══ SUPPLIED DATA

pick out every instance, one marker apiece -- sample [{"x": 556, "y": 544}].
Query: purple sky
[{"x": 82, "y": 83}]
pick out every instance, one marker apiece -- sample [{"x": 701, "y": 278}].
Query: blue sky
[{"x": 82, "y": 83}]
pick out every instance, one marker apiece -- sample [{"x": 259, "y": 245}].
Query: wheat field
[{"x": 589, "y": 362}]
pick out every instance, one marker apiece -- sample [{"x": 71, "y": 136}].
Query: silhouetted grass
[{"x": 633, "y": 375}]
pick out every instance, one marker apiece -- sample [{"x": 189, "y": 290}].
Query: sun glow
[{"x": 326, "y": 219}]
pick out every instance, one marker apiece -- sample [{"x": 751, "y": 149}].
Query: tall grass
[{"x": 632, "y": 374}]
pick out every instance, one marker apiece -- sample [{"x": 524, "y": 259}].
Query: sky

════
══ SUPPLIED DATA

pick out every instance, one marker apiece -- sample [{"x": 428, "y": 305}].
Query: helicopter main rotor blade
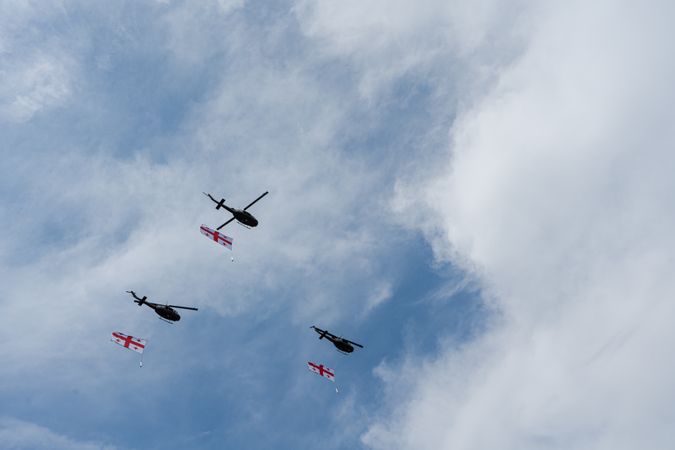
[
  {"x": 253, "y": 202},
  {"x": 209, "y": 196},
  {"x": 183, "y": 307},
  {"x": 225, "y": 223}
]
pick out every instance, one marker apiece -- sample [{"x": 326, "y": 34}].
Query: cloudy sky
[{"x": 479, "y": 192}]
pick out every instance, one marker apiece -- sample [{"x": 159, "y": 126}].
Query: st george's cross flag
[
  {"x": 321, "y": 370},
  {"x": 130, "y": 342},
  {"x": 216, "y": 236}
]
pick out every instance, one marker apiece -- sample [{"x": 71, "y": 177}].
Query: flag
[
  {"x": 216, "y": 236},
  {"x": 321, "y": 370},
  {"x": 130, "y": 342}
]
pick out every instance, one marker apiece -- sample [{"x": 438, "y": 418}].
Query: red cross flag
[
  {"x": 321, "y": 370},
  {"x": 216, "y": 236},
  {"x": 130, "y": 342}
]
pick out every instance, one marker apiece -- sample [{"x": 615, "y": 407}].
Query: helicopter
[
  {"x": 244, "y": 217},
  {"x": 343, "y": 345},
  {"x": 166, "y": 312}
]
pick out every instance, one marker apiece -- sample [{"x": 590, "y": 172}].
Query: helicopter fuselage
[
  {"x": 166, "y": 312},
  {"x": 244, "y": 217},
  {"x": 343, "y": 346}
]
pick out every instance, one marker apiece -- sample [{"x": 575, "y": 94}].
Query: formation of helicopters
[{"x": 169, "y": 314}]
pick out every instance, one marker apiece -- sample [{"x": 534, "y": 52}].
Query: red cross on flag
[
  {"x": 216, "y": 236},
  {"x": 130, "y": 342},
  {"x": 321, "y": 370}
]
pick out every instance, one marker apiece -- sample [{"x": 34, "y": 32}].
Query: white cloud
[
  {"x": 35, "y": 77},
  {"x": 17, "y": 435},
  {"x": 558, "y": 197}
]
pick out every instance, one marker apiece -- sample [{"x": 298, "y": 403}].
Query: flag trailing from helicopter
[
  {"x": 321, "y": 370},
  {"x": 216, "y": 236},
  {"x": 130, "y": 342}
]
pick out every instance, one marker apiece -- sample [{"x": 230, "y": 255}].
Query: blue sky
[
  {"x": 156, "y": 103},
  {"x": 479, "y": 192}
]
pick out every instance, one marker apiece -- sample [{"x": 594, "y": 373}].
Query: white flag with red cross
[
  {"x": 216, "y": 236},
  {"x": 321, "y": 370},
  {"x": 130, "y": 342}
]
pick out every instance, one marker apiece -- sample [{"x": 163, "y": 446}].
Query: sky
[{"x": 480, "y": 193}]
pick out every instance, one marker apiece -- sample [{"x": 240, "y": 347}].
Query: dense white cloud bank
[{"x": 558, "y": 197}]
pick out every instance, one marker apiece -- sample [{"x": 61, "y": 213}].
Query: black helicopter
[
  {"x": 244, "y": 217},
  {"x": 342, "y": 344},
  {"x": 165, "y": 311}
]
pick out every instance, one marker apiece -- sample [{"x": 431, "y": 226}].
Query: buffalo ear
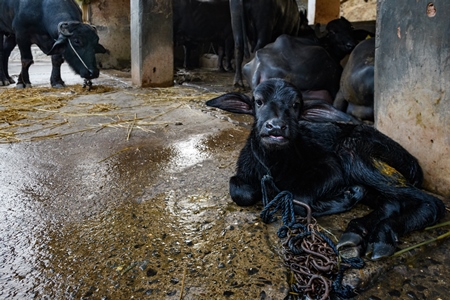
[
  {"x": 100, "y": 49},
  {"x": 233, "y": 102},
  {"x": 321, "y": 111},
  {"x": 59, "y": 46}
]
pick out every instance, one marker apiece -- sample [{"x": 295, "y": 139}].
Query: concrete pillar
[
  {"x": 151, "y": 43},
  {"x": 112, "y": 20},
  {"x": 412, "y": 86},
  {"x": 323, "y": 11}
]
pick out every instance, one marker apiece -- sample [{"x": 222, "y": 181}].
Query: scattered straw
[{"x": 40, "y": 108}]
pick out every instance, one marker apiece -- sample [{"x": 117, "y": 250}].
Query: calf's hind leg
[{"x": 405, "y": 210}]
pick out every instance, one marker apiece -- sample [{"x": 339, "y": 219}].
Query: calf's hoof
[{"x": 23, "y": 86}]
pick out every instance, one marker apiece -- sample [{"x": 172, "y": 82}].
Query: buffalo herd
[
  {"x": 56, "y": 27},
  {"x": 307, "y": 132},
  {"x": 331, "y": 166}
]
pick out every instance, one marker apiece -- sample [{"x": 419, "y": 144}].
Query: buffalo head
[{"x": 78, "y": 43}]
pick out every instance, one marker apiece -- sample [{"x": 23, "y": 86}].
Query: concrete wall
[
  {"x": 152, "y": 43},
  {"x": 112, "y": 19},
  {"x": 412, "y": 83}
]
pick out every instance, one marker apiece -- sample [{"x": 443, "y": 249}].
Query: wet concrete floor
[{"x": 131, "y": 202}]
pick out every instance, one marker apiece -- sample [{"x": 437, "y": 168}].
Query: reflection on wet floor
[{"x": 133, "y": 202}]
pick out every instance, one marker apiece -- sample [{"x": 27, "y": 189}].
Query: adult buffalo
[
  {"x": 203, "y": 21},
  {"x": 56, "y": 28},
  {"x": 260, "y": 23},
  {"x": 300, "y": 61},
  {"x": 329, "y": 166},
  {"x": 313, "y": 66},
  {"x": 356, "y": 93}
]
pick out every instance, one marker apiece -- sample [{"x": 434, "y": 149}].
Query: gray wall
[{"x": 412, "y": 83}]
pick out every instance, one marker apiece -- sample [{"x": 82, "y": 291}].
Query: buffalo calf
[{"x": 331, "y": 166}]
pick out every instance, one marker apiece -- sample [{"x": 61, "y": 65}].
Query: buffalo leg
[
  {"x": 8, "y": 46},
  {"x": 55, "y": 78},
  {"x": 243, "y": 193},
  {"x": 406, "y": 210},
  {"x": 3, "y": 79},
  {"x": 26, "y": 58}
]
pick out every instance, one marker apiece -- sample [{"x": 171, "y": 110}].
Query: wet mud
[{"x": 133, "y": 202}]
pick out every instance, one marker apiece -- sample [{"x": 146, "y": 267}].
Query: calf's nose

════

**AIM OF THE TASK**
From the data above, output only the lines between the line containing "Query: buffalo leg" and the line containing "Query: calf's nose", inclusive, exactly as written.

**WRITTEN RESPONSE**
Query: buffalo leg
[
  {"x": 8, "y": 46},
  {"x": 55, "y": 78},
  {"x": 243, "y": 193},
  {"x": 406, "y": 210},
  {"x": 3, "y": 79},
  {"x": 26, "y": 58}
]
pick out every instance, one marker apiece -- sample [{"x": 171, "y": 110}].
Query: wet mud
[{"x": 133, "y": 202}]
pick out every instance, one marker apiece -- sample [{"x": 146, "y": 267}].
Query: calf's nose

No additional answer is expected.